■ **BRIEF**
Can you reproduce every one of the items below word for word, with nothing changed?

(Excerpts from point annotation data)
>> START
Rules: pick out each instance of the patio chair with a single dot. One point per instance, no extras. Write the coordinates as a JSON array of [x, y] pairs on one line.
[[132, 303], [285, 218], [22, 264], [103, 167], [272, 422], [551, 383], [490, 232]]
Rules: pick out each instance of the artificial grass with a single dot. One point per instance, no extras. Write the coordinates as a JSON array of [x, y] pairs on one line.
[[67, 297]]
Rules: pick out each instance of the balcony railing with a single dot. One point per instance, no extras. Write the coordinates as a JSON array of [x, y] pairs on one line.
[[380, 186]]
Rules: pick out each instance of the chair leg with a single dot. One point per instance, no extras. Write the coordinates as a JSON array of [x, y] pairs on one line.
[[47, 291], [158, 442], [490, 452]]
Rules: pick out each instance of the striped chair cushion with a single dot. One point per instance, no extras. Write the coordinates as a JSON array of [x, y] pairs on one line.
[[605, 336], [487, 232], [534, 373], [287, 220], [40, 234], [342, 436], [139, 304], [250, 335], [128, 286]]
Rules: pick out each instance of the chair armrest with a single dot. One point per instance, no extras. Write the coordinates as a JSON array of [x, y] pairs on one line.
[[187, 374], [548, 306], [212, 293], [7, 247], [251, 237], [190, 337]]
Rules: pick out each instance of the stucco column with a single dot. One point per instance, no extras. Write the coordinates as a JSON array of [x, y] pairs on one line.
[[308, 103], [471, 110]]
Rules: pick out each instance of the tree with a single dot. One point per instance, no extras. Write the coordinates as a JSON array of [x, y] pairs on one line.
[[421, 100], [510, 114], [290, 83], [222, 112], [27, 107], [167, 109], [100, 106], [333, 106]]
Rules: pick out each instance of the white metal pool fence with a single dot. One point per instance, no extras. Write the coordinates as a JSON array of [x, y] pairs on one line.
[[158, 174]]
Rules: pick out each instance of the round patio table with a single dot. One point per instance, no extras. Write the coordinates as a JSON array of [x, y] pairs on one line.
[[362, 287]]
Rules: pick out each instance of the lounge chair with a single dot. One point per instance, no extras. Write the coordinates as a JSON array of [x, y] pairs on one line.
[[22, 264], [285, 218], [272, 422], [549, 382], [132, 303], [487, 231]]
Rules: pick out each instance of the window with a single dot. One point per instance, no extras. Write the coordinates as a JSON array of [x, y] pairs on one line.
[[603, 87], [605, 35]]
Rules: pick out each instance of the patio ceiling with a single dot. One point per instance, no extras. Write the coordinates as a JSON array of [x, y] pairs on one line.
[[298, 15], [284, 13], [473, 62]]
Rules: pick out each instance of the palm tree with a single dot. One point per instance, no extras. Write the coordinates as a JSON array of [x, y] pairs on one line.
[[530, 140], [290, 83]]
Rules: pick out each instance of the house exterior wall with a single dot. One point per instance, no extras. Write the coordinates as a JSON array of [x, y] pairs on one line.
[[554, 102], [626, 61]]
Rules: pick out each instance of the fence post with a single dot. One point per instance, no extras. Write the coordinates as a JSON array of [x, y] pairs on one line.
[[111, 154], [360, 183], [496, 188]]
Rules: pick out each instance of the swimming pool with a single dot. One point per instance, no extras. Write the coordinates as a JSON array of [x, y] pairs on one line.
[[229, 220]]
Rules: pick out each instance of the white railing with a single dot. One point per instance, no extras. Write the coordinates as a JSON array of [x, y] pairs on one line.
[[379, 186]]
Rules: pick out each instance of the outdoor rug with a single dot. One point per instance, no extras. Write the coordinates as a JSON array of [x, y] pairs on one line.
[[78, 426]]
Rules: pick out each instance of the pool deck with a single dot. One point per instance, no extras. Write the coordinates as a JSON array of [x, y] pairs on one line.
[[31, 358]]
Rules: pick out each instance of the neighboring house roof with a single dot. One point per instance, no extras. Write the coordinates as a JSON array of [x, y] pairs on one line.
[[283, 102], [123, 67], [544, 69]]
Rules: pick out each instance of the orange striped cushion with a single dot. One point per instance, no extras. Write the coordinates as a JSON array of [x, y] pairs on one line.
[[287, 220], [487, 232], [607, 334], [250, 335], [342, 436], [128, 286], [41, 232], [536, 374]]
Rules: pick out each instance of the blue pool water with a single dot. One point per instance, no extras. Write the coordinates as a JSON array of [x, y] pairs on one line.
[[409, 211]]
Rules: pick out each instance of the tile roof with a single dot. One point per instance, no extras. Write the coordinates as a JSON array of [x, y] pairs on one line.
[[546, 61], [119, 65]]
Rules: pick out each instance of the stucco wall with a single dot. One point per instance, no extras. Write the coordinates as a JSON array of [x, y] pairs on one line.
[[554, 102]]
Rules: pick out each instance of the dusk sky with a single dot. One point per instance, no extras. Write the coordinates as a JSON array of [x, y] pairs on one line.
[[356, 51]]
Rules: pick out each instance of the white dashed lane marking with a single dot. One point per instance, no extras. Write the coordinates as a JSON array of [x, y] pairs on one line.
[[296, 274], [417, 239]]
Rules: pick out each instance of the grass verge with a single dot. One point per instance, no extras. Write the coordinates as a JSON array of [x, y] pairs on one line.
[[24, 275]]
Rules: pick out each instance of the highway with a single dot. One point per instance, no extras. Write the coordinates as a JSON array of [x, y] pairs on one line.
>> END
■ **SOLUTION FOR THIS TASK**
Rules: pick out each instance of the patio chair with a single dot. One point per instance, no extras. Write the coordinates as a JSON array of [x, y] pairs on one line.
[[132, 303], [285, 218], [22, 264], [103, 167], [272, 422], [551, 383], [490, 232]]
Rules: pick out each instance of the artificial grass with a single dot. One point per instance, no extras. Write the coordinates as a JSON array of [x, y] pairs on one line.
[[67, 297]]
Rules: pick out each instance of the balcony railing with a single dot. One point per instance, no extras. Write the coordinates as a JSON array of [x, y] pairs on one line.
[[380, 186]]
Rules: pick out each instance of the chair leg with a single dot. One point per instance, no extras. Write the coordinates as a JSON array of [x, y] pairs on one line.
[[47, 291], [158, 442], [490, 452]]
Rules: pick out each instance of the striped chair cushion with a single dot. One point per instance, no extras. Write the coordinates as a JSON array of [x, y] pairs on one line.
[[605, 336], [487, 232], [534, 373], [287, 220], [40, 234], [342, 436], [139, 304], [250, 335], [128, 286]]
Rules: pick out each instance of the chair armrest with a single dot. One point per instance, no extras. Write the coordinates as a JSON array of [x, y] pairs on one line.
[[187, 374], [548, 306], [212, 293], [7, 247], [251, 237], [190, 337]]
Rules: pick out each instance of the stucco column with a single dot. One point per instance, no extras. Write the coordinates as a JSON array of [x, y] pairs on one line.
[[308, 103], [471, 110]]
Rules: pick out each instance of the tree with a single dot. One point per instance, no extras. Write the coordinates as a JSON array of [x, y] pairs on one line.
[[421, 100], [510, 114], [290, 83], [222, 112], [27, 107], [167, 109], [100, 106], [333, 106]]
Rules: pick out each instance of the white metal pool fence with a single dot. One point per instance, no extras. Write the coordinates as a JSON array of [x, y] pairs on one line.
[[158, 174]]
Rules: pick out each instance of the round patio table with a single dot. One point per instance, no extras. Write the coordinates as a JSON array of [x, y] pairs on one line.
[[362, 287]]
Rules: pick out each instance of the lounge chair with a single dot. One point per instance, no extras. Write the coordinates as a JSON array of [x, y] pairs on one line.
[[22, 264], [285, 218], [272, 422], [549, 382], [132, 303], [487, 231]]
Rules: pick out each instance of the window with a single dot. One point per instance, no extras. Write the coordinates as a JSON array of [x, y] pairs on one line.
[[603, 87], [605, 35]]
Rules: pick out each instance of the patio ceiling with a single dot. One point per instance, no extras. Write the coordinates as a JSON array of [x, y] pairs on one line.
[[298, 15], [284, 13], [473, 62]]
Rules: pick out each instance of the palm tree with a single dot. One point per instance, no extras. Write the coordinates as a JSON array of [x, y] pairs on one line.
[[530, 140], [290, 83]]
Rules: pick out each instance of the house exterior wall with a single dot. One point per instance, no extras. Write the coordinates as a JSON array of [x, y] pairs on one line.
[[554, 102], [626, 61]]
Rules: pick out each instance of the fence post with a single dot. One point per instance, no extras. Write the coordinates as a JSON array of [x, y] pairs on one line.
[[111, 154], [360, 183], [496, 188]]
Rules: pick out each instance of the swimming pool with a single dot. One point per instance, no extras. Write the coordinates as a JSON array of [x, y] pairs on one line.
[[229, 220]]
Rules: pick out each instance of the white railing with a single dot. One point per instance, no extras. Write the coordinates as a JSON array of [x, y] pairs on one line.
[[379, 186]]
Rules: pick out each instance of the outdoor rug with a single dot. One point per instance, no extras. Write the coordinates as a JSON array of [x, y] pairs on one line.
[[78, 426]]
Rules: pick out each instance of the pool deck with a single dot. One point per instance, no extras. Write the coordinates as a JSON array of [x, y] pairs on one line.
[[31, 358]]
Rules: pick out each instance of the neighboring house roof with a single dot. One point per instance, no extras. Write the coordinates as a JSON array of [x, y] pairs on one line.
[[283, 102], [123, 67], [544, 69]]
Rules: pick out each instance of the orange striped cushion with a single dot. One point per instance, no extras. Write the coordinates as a JSON array of [x, y] pairs on one line.
[[287, 220], [487, 232], [607, 334], [250, 335], [342, 436], [128, 286], [41, 232], [536, 374]]
Rules: pick out each instance of the blue pool water with a single dot. One point per instance, no extras. Write the coordinates as a JSON array of [x, y] pairs on one line.
[[409, 211]]
Rules: pick out each instance of the tile roof with a single dot. One point per instance, no extras. Write the coordinates as a JSON array of [x, y] pairs on one line.
[[546, 61], [119, 65]]
Rules: pick out each instance of the stucco wall with a single dot. One point per instance, no extras. Write the coordinates as a JSON array of [x, y] pairs on one line.
[[554, 102]]
Rules: pick out each instance of the dusk sky with a single dot. One point per instance, no extras. Write the coordinates as a JSON array of [x, y] pairs on one line.
[[356, 51]]
Rules: pick out each instance of the white dashed lane marking with a single dot. One point per instance, no extras. Write the coordinates as a JSON array of [x, y] pairs on one line.
[[296, 274], [417, 239]]
Rules: pick out each instance of the grass verge with a single dot. One point per instance, no extras. Write the coordinates as a JSON array of [x, y] pairs on one line.
[[24, 275]]
Rules: pick out each instance of the highway with a single dot. One point per instance, no extras. Write the coordinates as a JSON array of [x, y] pairs on one line.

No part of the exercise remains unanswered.